> Exercices:
• 1. Reproduisez à l'identique, dans la critique de l'ouvrage d'Oren Cass sur le travail, le passage qui s'ouvre sur les mots contenant « Plus généralement, les » et se clôt sur « consacré au travail. ».
• 2. Poursuivez la critique de l'ouvrage d'Oren Cass sur le travail à la suite de sa dernière phrase.

> Texte affiché:
On pourrait développer ce point à propos de la famille. Cass exprime une certaine sympathie pour une famille où seul le père travaille (p. 32-35), et selon lui les mesures prises par les démocrates pour favoriser l’insertion des femmes sur le marché du travail ont pour seul but un gain de PIB. L’idée que la femme au foyer soit en position dominée au sein du couple ne semble pas lui traverser l’esprit, et l’émancipation semble rabattue sur l’individualisme.

Mais son objet premier est le travail, et c’est là que son oubli du pouvoir est le plus frappant. Il ignore complètement la question du pouvoir et des inégalités sur le marché du travail. C’est assez visible dans ses raisonnements sur le salaire minimum et la régulation des conditions de travail. Oren Cass suppose que patrons et travailleurs peuvent s’entendre sur ces sujets, mais cela ne serait vrai que si le jeu était équilibré entre eux. Ce n’est pas le cas. Le rapport de forces est souvent au détriment du travailleur, qui a peu d’emplois alternatifs, et au profit de l’employeur qui peut trouver aisément son remplaçant.

L’ouvrage ne se lasse pas de rappeler qu’un emploi stable est le fondement authentique du bonheur. C’est d’ailleurs cohérent avec son insistance sur la famille, puisqu’on on a montré depuis longtemps que stabilité de l’emploi et stabilité privée vont de pair 4. Pourtant, Oren Cass n’évoque pas une seconde la protection de l’emploi. Il propose de protéger les entreprises américaines contre la concurrence étrangère, mais pas de garantir les emplois des Américains contre les licenciements, disposition pourtant commune dans les pays européens.

Plus généralement, les efforts demandés le sont soit à l’État, soit au travailleur, mais jamais à l’employeur. Au lieu de demander aux entreprises d’augmenter les salaires, il préfère défendre un complément payé par les fonds publics. Au lieu d’exiger des entreprises qu’elles forment leurs employés au cours de leur carrière, c’est au système national d’éducation qu’il demande de favoriser l’apprentissage. En somme, les employeurs et leur pouvoir sont à peine mentionnés dans un livre consacré au travail.

Pourtant, la recherche contemporaine montre que si le travail peu qualifié ne paie pas aujourd’hui aux États-Unis et dans les pays riches, si la dignité des travailleurs est mise en cause, ce n’est pas sans rapport avec le pouvoir des employeurs. L’appauvrissement des conditions du travail et la faible croissance des salaires (ainsi que le ralentissement du rythme des promotions) agit comme une barrière à l’entrée sur le marché du travail, et pourrait expliquer la baisse tendancielle du taux d’activité aux Etats-Unis. À cause de l’arrivée de nouveaux géants concentrant l’emploi sur certaines zones et de l’affaiblissement des institutions censées protéger les travailleurs, ils sont de plus en plus démunis.

Données de segmentation:
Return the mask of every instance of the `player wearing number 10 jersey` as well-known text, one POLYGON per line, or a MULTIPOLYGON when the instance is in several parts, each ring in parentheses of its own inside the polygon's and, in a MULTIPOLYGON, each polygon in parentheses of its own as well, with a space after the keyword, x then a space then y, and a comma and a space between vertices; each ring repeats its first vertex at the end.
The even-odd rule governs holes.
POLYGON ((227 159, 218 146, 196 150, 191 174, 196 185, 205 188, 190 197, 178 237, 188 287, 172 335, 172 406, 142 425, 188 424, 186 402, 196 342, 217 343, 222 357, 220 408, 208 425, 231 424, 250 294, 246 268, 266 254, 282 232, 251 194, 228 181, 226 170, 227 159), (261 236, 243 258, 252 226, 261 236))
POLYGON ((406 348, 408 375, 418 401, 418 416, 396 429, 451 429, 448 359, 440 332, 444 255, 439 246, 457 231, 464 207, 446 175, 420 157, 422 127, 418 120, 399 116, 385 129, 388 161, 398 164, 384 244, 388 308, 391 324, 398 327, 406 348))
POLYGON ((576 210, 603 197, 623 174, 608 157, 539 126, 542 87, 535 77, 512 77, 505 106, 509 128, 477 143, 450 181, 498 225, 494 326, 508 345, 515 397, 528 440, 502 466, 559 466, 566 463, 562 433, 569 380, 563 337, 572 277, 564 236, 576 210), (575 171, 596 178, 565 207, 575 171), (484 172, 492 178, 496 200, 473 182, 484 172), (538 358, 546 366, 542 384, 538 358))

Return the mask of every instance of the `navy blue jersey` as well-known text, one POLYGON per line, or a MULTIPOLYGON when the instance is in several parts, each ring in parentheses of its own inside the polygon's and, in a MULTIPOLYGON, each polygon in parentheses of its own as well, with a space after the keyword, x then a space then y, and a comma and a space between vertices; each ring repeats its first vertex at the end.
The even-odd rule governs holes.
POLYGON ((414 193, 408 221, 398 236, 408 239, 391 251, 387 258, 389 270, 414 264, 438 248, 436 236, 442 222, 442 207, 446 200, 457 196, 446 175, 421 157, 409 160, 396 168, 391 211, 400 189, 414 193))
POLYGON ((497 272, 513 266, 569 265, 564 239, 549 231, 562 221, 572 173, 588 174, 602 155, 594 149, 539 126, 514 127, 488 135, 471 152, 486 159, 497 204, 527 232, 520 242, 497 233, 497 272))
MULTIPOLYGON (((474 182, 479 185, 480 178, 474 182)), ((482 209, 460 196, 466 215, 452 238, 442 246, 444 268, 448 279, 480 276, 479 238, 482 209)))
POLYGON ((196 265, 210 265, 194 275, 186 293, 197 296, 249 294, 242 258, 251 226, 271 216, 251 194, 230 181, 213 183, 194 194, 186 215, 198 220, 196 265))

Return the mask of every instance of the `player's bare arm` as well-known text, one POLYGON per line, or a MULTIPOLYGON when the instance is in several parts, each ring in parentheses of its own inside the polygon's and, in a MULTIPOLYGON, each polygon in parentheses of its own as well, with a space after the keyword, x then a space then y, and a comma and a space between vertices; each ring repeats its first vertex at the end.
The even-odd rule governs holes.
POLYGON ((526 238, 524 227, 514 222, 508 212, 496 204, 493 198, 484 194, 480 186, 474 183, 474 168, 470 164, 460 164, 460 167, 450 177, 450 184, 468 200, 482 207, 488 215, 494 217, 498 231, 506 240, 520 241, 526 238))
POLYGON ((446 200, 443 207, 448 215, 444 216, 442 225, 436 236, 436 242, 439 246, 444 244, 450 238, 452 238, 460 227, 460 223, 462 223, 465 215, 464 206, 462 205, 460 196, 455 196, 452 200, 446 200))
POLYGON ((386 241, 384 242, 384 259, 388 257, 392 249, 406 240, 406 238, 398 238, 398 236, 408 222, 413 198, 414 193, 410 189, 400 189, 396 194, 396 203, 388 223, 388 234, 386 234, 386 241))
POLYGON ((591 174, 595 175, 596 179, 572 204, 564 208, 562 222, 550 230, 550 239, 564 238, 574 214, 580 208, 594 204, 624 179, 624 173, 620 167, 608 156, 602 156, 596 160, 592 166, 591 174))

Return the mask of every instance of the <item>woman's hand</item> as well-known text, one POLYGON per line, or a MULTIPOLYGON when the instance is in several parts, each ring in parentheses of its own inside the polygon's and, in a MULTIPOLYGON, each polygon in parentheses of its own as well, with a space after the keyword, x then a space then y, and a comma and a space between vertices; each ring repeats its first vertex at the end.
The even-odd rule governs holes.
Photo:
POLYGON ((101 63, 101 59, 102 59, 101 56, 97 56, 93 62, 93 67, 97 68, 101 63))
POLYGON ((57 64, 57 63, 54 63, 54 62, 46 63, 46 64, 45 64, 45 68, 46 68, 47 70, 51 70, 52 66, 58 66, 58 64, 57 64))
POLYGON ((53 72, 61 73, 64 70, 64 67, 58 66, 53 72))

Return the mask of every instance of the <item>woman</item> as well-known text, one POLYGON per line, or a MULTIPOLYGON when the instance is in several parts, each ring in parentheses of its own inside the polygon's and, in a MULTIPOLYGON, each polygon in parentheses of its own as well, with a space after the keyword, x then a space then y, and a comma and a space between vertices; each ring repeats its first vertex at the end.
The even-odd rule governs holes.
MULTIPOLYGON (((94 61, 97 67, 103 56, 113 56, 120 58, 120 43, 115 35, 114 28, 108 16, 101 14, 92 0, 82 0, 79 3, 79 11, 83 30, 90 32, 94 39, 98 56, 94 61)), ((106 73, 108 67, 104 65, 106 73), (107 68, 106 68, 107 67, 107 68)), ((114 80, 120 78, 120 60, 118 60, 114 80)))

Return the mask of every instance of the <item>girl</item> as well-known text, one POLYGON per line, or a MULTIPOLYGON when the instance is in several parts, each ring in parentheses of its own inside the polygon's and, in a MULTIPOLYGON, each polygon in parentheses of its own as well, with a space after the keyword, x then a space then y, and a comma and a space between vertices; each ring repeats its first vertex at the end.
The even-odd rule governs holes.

> Résultats:
• 1.
Plus généralement, les efforts demandés le sont soit à l’État, soit au travailleur, mais jamais à l’employeur. Au lieu de demander aux entreprises d’augmenter les salaires, il préfère défendre un complément payé par les fonds publics. Au lieu d’exiger des entreprises qu’elles forment leurs employés au cours de leur carrière, c’est au système national d’éducation qu’il demande de favoriser l’apprentissage. En somme, les employeurs et leur pouvoir sont à peine mentionnés dans un livre consacré au travail.

• 2.
Une variable au cœur des débats économiques récents, mais que Cass ne cite pas, est la part des salaires dans le revenu total, qui représente la fraction de la production qui revient aux travailleurs. Le déclin de cet indicateur depuis les années 1980 aux Etats-Unis est souvent interprété comme un basculement du rapport de forces en faveur du capital. C’est bien ici du partage du gâteau qu’il s’agit, mais en tant que résultat d’une structure sociale conflictuelle.

Le remède est donc peut-être dans le renforcement des institutions qui défendent les travailleurs, par exemple les syndicats. Contrairement aux assertions d’Oren Cass, ceux-ci ont très peu de pouvoir aux Etats-unis. Le nombre de travailleurs syndiqués aux Etats-Unis chute depuis trente ans et contrairement à la France, les non-syndiqués n’y bénéficient pas des accords négociés par les syndicats. Depuis la loi Taft-Hartley de 1947, la marge d’action des syndicats aux Etats-Unis est rigoureusement limitée, en matière de recrutement, de grèves et d’engagement politique, chaque État ayant de plus le droit de réduire plus encore le pouvoir des syndicats. L’échec en 1981 de la grève des contrôleurs aériens américains et le licenciement de la plupart d’entre eux a sonné le glas des mouvements de revendication aux Etats-Unis.

Une autre voie serait le renforcement des minimums garantis par l’Etat, à savoir le salaire minimum et la régulation des conditions de travail, qui profitent aux travailleurs les plus vulnérables. Les travailleurs américains sont par exemple parmi ceux qui travaillent le plus longtemps (mais ne sont pas forcément plus productifs). Il y a même beaucoup de raisons de penser que les Américains travaillent plus qu’ils ne le souhaitent.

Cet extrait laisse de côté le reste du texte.